Point annotation dataset records:
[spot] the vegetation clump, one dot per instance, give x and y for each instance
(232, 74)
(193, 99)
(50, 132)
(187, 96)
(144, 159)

**Stated exercise**
Swap "vegetation clump" for "plant cluster" throughout the listing and reproduce it with everything else unchanged.

**Result for this task**
[spot] the plant cluster, one dot per instance, give x and y for each instance
(232, 74)
(193, 99)
(50, 132)
(187, 96)
(144, 159)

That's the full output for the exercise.